(SET PROBLEM):
Reproduce the data verbatim from the line containing "Target — gray t-shirt" through the end of the data, including both the starting line and the final line.

[Dataset excerpts on object pointing]
= = = = = = =

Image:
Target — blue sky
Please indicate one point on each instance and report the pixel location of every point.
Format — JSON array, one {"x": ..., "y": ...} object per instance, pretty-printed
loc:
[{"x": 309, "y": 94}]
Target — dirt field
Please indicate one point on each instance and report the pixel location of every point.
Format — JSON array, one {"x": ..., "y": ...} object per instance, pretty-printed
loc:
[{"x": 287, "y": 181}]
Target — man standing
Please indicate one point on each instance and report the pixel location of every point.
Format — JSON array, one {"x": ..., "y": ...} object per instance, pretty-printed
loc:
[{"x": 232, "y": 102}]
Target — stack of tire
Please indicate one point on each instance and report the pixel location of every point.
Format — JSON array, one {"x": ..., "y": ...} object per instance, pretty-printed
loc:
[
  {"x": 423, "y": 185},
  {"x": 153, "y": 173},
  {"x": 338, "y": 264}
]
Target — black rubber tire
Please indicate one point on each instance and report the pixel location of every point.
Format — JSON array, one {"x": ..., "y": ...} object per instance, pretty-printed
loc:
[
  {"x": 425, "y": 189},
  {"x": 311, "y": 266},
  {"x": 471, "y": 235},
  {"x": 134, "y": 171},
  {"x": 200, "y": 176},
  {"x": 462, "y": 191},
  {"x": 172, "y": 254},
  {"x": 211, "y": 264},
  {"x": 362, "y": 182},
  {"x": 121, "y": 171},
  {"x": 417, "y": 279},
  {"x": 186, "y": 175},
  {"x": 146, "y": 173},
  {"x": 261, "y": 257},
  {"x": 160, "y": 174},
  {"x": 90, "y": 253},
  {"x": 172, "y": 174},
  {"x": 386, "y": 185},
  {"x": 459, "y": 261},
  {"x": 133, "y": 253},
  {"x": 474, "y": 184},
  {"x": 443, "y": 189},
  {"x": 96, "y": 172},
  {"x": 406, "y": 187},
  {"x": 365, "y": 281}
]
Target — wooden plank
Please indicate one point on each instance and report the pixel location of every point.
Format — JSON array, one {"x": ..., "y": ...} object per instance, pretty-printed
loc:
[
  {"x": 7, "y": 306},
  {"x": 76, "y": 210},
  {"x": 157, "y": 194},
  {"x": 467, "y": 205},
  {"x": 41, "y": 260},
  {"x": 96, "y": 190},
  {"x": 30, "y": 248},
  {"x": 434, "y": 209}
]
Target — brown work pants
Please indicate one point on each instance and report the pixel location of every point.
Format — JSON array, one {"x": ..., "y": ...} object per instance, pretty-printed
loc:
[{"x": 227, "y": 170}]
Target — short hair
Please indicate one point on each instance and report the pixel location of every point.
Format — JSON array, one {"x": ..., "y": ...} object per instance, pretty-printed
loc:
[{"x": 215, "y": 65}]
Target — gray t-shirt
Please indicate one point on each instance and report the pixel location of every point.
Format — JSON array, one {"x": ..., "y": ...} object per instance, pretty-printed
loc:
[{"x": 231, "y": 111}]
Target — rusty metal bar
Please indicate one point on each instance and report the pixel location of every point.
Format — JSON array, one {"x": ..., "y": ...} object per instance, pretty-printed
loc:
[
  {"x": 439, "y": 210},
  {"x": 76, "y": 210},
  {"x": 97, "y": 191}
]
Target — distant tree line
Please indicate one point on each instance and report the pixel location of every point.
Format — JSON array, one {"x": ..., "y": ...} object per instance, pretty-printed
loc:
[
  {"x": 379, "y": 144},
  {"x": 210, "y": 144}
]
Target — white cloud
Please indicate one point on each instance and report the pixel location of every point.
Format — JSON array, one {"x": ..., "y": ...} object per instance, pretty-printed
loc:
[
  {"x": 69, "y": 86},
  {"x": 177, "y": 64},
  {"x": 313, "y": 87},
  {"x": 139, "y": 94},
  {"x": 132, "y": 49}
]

= = = = = = =

(SOLUTION TO THIS TASK):
Target — gray t-shirt
Please indicate one point on each instance and report the pixel location of every point.
Format — JSON array, one {"x": ..., "y": ...} object per instance, pretty-printed
loc:
[{"x": 231, "y": 111}]
Target — rusty metal bar
Please indicate one point on each instance and report the pixel location of every point.
Format — JSON array, one {"x": ..., "y": ...} object per instance, pretty-printed
loc:
[
  {"x": 439, "y": 210},
  {"x": 76, "y": 210},
  {"x": 97, "y": 191}
]
Target — distant tree line
Please indicate one point on each instance and report the pixel location of every point.
Format — JSON array, one {"x": ..., "y": ...} object per instance, pretty-printed
loc:
[
  {"x": 379, "y": 144},
  {"x": 210, "y": 144}
]
Target — white cloud
Please indicate one point on each instance and report the pixel location of every point.
Format — JSON array, one {"x": ..., "y": ...} object per instance, pretty-printed
loc:
[
  {"x": 69, "y": 86},
  {"x": 177, "y": 64},
  {"x": 313, "y": 87},
  {"x": 139, "y": 94},
  {"x": 132, "y": 49}
]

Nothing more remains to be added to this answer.